(Records contained in a dataset)
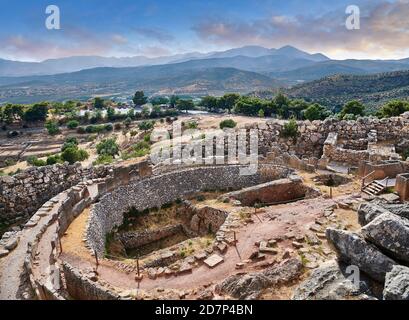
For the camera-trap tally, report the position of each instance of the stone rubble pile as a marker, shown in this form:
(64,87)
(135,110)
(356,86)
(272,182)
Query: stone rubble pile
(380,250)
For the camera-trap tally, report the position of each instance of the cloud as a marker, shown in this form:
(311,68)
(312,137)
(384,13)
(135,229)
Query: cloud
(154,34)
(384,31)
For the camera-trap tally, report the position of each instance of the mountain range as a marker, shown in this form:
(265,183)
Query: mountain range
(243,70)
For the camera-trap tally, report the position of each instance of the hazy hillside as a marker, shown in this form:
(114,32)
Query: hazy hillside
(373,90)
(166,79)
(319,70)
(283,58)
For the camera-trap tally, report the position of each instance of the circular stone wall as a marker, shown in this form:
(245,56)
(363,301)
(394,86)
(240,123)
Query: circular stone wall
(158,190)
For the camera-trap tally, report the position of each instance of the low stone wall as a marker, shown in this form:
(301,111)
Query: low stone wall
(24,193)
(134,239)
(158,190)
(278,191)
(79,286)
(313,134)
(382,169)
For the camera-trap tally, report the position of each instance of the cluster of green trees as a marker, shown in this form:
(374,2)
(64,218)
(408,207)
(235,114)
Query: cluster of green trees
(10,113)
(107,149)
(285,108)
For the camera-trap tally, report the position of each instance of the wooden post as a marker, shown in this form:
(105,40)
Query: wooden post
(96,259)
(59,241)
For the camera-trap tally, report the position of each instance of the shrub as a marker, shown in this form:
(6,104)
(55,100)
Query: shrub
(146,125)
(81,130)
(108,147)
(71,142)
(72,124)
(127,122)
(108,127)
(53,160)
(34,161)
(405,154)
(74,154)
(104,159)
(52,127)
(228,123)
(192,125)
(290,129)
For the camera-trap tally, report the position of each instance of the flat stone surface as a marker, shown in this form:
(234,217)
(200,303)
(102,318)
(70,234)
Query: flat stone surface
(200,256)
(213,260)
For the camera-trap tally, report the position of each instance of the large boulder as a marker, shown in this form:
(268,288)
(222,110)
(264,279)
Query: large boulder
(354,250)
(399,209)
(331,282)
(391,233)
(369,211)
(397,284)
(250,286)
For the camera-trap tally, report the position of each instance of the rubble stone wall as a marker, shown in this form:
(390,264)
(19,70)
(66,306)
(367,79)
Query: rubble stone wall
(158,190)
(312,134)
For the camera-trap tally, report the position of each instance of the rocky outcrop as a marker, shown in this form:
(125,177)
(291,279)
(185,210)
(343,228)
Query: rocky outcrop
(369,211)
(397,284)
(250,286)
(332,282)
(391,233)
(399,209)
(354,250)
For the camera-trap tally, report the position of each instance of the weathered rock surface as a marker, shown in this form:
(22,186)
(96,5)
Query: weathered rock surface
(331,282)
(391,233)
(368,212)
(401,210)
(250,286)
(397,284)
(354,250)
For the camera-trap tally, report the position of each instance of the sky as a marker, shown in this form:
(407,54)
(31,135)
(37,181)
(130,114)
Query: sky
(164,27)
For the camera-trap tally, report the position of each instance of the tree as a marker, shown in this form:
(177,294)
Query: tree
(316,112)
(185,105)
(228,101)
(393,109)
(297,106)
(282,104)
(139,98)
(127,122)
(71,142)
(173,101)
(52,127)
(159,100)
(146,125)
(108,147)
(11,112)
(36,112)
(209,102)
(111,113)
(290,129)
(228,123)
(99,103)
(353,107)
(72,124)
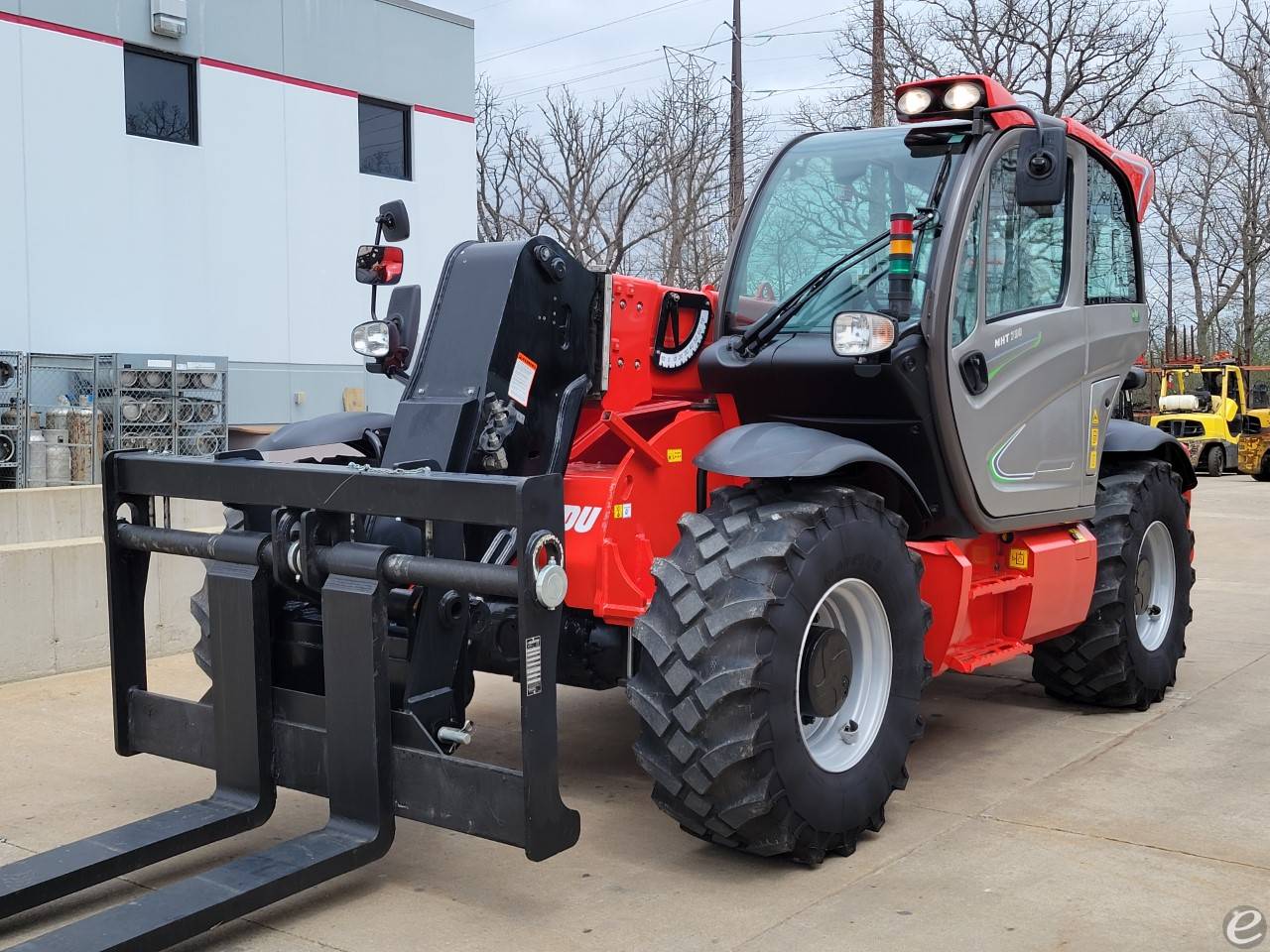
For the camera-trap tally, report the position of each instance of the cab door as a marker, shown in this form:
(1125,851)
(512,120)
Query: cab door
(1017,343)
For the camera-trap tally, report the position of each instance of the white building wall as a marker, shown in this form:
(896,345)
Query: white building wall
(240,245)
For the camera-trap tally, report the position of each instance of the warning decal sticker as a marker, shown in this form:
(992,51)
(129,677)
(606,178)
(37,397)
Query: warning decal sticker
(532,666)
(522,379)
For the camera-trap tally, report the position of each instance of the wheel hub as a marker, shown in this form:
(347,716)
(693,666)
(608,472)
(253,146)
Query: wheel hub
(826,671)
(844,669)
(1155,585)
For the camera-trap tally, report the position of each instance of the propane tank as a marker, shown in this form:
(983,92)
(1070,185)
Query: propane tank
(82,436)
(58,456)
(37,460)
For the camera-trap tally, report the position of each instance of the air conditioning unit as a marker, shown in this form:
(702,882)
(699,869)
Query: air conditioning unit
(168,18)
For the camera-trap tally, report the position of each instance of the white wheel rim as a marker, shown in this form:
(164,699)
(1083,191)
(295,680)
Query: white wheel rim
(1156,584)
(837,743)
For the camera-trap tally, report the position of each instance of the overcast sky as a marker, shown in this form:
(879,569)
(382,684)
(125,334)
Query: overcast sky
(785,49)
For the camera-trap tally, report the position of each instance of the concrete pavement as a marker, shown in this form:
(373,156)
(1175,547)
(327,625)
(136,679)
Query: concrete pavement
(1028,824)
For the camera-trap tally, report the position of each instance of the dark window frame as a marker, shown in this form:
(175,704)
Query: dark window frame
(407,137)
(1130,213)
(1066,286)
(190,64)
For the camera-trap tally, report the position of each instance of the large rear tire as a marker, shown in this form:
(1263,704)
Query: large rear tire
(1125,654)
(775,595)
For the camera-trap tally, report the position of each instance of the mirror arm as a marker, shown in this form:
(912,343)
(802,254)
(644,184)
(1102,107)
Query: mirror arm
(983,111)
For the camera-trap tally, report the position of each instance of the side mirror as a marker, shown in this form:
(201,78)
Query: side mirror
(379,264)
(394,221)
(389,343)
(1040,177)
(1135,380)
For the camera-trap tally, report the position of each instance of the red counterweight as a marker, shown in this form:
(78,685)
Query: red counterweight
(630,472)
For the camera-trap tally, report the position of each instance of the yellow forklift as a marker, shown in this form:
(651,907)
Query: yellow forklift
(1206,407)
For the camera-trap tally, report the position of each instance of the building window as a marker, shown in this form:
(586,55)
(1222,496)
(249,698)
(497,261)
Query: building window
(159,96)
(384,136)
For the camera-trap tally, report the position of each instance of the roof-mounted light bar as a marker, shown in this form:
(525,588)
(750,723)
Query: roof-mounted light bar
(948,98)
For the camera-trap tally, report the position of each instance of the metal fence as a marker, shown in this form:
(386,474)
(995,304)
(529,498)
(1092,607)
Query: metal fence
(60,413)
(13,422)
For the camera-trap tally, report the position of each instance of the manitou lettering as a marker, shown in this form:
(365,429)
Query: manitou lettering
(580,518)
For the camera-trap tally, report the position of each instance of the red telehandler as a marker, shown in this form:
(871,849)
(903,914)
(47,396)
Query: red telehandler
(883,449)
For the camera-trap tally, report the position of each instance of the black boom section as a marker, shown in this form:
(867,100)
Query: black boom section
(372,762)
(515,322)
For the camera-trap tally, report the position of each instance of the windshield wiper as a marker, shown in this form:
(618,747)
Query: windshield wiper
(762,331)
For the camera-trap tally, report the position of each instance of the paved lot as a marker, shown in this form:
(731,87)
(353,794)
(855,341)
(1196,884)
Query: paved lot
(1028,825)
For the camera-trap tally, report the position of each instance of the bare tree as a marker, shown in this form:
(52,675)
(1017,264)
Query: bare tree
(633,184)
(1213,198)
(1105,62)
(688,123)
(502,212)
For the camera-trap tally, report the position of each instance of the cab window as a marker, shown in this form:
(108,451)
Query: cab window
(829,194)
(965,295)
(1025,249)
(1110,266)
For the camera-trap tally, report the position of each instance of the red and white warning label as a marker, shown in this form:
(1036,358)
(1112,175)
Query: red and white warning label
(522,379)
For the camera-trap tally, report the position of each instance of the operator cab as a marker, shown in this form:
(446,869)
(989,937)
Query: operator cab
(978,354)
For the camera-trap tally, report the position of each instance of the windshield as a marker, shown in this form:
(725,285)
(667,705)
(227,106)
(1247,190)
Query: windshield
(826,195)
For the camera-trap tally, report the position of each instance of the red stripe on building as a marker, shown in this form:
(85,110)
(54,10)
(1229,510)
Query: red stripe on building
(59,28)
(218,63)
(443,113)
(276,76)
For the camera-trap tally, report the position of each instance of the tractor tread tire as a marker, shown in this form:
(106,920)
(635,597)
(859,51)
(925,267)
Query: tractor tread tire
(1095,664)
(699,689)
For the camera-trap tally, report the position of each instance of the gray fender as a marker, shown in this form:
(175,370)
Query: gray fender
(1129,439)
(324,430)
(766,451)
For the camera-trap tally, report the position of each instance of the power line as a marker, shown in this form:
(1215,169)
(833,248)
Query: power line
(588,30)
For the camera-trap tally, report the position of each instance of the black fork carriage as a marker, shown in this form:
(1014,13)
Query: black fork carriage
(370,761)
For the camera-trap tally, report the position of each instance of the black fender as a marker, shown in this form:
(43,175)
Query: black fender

> _Exercise objective_
Copy out exactly the lines running from the line with "the red stripe" to the end of the records, inclusive.

> _Answer to the exercise_
For the camera-trap tally, report the position of each instance of the red stripe on building as a marker, shown in this form:
(85,110)
(54,10)
(1229,510)
Query: red stripe on building
(59,28)
(218,63)
(443,113)
(276,76)
For the camera-trap tally, report the position of each instance of the tractor tread tire as a marker, shown in this form:
(106,920)
(635,597)
(859,51)
(925,267)
Query: tractor tread tire
(1095,664)
(699,689)
For the camera-trap tally, report the position of each instance of the gray fender as a marker, shown in this form:
(175,370)
Query: gray fender
(1129,439)
(324,430)
(766,451)
For the camera-trap tally, report the position of each instance of the power line as a marker, shown in this form:
(1215,169)
(833,248)
Query: power line
(588,30)
For the camera-trap tally, report the position of each instance of the black fork carriage as a marker, shown in this form:
(1014,13)
Query: black fork carriage
(370,761)
For the camera-trap tally, report the position of each instance of the black fender as a marker, shown in this form:
(43,175)
Query: black fender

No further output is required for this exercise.